En ce qui concerne la Hongrie, malgré la livraison ininterrompue à ce pays de gaz et de pétrole russe, le taux d’inflation annuel a atteint 20,7 % en septembre,
ce qui place la Hongrie en 4e position de l’UE derrière les pays baltes, l’Estonie détenant le record absolu de l’UE avec 24,1% d’inflation. C’est très loin devant la France et ses 6,2 % en septembre, ce qui en faisait au contraire le pays avec le moins d’inflation de toute l’UE. On notera au passage que l’Estonie est passée à l’euro en 2011 et que la monnaie unique européenne ne semble donc apporter aucune garantie dans ce domaine.
La Tchéquie a de son côté connu un taux d’inflation annuelle de 17,8 % en septembre, soit le plus haut niveau depuis décembre 1993 selon ce qu’a affirmé l’office tchèque de la statistique à l’annonce de ce chiffre.
En Pologne, si le chiffre donné par l’office polonais de la statistique (GUS) pour septembre est de 17,2 %, le taux harmonisé d’inflation n’est « que » de 15,7 %. Quoi qu’il en soit, c’est là aussi un niveau qui n’avait plus été vu depuis fort longtemps.

[Entrées sauvegardées]

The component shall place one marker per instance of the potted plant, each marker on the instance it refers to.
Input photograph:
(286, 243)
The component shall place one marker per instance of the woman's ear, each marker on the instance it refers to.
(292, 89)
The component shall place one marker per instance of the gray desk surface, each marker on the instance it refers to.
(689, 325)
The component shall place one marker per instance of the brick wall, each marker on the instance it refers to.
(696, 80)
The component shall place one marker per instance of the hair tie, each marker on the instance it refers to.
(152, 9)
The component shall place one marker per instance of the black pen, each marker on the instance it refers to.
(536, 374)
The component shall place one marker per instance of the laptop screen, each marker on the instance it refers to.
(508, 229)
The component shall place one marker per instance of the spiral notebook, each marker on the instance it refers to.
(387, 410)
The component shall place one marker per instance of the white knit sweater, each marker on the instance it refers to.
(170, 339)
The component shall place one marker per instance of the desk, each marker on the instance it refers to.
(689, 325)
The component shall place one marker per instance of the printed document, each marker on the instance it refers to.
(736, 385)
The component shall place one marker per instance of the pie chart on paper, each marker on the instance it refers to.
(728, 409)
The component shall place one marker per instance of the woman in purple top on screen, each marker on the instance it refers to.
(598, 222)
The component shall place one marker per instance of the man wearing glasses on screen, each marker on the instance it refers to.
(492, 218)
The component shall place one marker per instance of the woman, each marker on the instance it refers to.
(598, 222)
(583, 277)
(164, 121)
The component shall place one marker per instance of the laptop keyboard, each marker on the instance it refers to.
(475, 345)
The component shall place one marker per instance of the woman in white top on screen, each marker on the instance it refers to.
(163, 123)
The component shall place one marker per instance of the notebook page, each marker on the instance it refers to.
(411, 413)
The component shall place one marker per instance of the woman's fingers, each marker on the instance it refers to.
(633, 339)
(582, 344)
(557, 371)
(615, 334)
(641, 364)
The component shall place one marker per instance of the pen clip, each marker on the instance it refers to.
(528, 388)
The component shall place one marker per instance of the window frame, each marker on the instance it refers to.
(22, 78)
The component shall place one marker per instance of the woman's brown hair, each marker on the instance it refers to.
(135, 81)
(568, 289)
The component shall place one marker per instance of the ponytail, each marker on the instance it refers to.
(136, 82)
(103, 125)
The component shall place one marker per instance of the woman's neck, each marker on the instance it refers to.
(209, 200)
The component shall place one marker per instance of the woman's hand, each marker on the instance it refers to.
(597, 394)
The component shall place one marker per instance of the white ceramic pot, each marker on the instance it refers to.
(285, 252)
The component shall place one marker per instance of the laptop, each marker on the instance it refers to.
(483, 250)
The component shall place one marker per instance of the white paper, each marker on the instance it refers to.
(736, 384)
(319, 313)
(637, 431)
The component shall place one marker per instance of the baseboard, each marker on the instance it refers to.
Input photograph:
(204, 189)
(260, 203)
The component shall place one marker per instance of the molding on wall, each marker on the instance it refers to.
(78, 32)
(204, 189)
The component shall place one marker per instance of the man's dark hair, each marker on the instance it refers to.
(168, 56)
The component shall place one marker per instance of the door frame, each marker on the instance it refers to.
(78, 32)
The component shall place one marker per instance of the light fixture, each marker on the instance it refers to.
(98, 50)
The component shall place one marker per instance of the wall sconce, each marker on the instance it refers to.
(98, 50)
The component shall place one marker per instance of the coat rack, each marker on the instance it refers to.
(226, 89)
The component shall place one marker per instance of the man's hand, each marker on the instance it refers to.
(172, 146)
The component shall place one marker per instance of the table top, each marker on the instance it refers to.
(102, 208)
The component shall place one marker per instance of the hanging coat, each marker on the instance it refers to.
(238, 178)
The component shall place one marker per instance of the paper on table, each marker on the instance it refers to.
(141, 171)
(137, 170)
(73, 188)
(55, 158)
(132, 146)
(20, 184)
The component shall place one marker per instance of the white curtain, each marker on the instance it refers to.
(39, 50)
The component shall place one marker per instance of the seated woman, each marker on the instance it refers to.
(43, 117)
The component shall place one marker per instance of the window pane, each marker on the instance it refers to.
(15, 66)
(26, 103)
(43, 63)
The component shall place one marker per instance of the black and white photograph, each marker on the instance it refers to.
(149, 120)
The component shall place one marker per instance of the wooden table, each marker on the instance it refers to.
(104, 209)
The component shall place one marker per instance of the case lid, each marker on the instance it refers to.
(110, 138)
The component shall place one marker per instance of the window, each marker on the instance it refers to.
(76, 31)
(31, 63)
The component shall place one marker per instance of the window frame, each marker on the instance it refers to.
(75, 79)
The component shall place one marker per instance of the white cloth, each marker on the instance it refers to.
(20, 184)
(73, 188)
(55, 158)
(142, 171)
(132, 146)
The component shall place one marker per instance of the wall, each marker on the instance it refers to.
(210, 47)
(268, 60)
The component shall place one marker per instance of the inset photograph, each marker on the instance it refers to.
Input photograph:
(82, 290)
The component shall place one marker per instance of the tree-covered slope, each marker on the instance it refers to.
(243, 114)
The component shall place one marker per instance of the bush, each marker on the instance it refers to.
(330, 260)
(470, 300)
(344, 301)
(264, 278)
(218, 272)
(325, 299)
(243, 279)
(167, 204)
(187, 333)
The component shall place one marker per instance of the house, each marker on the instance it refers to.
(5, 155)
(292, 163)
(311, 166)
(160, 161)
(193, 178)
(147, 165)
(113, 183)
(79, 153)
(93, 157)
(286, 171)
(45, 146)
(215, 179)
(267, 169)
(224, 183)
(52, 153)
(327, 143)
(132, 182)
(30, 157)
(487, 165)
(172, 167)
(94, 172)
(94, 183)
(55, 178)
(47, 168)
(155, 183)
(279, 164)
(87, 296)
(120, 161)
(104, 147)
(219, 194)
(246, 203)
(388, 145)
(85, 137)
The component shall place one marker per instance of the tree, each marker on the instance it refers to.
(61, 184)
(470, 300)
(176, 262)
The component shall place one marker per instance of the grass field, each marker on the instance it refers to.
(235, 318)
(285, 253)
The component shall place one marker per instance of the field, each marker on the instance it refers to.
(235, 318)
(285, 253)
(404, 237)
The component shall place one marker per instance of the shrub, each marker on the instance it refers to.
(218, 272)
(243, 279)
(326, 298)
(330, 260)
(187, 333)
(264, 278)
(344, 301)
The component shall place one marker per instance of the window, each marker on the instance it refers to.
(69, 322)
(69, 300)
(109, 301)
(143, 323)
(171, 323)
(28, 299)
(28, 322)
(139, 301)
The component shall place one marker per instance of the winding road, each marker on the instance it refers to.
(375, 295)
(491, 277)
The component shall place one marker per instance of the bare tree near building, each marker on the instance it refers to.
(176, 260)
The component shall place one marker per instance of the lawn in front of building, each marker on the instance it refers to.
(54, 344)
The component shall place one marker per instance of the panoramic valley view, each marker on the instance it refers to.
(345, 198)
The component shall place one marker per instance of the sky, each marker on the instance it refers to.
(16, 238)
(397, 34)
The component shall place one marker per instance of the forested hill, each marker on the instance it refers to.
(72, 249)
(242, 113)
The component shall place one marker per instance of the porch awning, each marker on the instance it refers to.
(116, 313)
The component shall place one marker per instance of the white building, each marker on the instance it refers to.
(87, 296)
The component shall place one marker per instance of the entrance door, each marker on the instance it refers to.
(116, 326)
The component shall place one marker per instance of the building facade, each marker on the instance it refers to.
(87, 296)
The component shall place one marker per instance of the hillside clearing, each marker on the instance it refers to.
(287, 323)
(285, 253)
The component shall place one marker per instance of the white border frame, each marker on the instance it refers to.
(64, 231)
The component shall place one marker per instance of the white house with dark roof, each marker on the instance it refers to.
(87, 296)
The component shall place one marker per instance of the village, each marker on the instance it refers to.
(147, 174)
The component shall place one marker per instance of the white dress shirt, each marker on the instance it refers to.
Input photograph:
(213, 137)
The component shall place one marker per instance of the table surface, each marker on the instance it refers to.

• [CONSIGNES]
[1] Recopiez le passage du document source qui va de « En ce qui concerne » jusqu'à « dans ce domaine. ».
[2] D'après le document source, quel taux d'inflation annuelle la Tchéquie a-t-elle enregistré en septembre ?
[3] Relevez tous les pays que le document source désigne nommément.
Ces entrées n'ont aucun lien avec le document source.

• [RÉPONSES RÉDIGÉES]
[1]
En ce qui concerne la Hongrie, malgré la livraison ininterrompue à ce pays de gaz et de pétrole russe, le taux d’inflation annuel a atteint 20,7 % en septembre,
ce qui place la Hongrie en 4e position de l’UE derrière les pays baltes, l’Estonie détenant le record absolu de l’UE avec 24,1% d’inflation. C’est très loin devant la France et ses 6,2 % en septembre, ce qui en faisait au contraire le pays avec le moins d’inflation de toute l’UE. On notera au passage que l’Estonie est passée à l’euro en 2011 et que la monnaie unique européenne ne semble donc apporter aucune garantie dans ce domaine.

[2] 17,8 %.

[3] Hongrie, Estonie, France, Tchéquie, Pologne.